* TASK GOAL
Condense the paragraph of the trampoline post below that begins "Got back, slightly muddy and grassy" into a short bulleted list that keeps its main facts.

Trrrrrrrampoline!
Sunday, 12 January 2003 at 09:57PM
Got back, slightly muddy and grassy, from a sparsely-attended Saturday morning practice (nearly everybody's in a freshman dorm, being either a frosh or on staff, and off on some ski trip or another) to find Rob Jack finishing up his kitchen clean shift and up for a little bit of throwing on our lawn. At one point, the disc landed in the brush by the van, and to retrieve it, we had to reach over the big plastic doohickeys, welded tubing, and box of springs that'd been sitting in the rain since September. I'd found it on su.market over the summer and brought it to Syn when school started, but sI'm not really sure why I'd never gotten my act together enough to round up a gang to assemble it. At nearly the same instant, we turned to each other and decided: Let's put it together!

* MATERIAL SUPPLIED
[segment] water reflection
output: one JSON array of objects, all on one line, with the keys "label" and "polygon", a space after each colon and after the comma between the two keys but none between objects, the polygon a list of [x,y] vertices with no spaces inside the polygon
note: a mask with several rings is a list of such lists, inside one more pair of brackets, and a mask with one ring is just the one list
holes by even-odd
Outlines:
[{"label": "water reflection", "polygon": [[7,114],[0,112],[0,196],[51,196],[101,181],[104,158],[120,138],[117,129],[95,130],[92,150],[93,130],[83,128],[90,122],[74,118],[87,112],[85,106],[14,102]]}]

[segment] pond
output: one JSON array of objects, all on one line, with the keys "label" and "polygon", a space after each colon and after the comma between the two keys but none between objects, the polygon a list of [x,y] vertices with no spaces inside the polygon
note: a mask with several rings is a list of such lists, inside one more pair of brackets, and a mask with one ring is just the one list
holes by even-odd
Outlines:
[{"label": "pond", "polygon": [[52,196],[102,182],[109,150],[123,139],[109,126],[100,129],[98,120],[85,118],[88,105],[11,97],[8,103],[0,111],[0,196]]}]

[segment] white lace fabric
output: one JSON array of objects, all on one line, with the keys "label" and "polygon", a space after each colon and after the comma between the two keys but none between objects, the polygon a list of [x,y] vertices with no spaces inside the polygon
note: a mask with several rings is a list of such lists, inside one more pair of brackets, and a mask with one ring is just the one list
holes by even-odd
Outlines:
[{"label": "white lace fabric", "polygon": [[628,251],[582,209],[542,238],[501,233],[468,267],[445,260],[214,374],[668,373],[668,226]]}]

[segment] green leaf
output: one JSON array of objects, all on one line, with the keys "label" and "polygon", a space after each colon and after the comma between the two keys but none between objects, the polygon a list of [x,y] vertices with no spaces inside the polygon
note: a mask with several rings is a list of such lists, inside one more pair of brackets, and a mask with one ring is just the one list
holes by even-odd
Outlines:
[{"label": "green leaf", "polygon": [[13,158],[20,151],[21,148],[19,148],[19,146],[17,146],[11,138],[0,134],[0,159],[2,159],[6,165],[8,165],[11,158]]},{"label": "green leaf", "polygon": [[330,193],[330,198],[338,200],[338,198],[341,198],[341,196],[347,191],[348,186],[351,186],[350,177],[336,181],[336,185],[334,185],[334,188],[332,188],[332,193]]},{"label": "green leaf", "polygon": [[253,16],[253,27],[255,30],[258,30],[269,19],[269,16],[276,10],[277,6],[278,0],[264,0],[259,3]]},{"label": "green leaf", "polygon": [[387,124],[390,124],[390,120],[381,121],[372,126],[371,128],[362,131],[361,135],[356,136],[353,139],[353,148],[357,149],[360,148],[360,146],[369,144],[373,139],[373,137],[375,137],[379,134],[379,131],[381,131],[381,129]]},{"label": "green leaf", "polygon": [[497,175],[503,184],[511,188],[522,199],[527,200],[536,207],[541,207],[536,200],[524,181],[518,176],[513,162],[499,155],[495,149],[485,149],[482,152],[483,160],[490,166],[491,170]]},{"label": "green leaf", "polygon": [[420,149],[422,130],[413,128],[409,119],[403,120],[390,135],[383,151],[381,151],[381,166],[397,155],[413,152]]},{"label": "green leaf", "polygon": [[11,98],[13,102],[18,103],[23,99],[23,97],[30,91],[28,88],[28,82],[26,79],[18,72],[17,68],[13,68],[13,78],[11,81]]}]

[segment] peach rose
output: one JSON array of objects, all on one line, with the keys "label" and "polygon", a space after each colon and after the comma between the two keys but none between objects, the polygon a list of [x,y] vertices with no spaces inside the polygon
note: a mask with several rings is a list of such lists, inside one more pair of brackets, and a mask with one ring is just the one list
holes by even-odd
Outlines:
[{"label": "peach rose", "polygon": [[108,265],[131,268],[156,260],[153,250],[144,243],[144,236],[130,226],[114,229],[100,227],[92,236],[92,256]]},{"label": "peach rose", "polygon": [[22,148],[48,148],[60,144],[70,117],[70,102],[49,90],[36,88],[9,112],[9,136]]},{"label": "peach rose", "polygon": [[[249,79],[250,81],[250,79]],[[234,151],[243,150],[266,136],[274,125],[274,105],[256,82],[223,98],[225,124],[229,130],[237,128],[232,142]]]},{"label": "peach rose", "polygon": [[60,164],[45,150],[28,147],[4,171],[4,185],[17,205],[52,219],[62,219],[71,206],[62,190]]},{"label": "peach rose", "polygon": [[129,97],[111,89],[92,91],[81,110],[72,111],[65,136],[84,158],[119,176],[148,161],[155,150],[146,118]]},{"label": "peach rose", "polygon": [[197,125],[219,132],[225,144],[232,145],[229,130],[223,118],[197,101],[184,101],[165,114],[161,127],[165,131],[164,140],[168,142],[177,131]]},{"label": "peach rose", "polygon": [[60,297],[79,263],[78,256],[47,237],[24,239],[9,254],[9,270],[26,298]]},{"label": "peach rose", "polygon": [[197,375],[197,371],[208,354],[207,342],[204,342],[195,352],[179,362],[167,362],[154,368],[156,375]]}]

* SOLUTION TO THIS EXERCISE
- I returned from a sparsely attended Saturday morning practice. Most people were away on ski trips, since nearly everyone lives in a freshman dorm as a frosh or as staff.
- Rob Jack was finishing his kitchen clean shift and was up for throwing on the lawn.
- The disc landed in the brush by the van. To get it back, we had to reach over trampoline parts that had sat in the rain since September: plastic pieces, welded tubing and a box of springs.
- I had found the trampoline on su.market over the summer and brought it to Syn when school started. I never gathered a group to assemble it.
- At nearly the same instant, we both decided to put it together.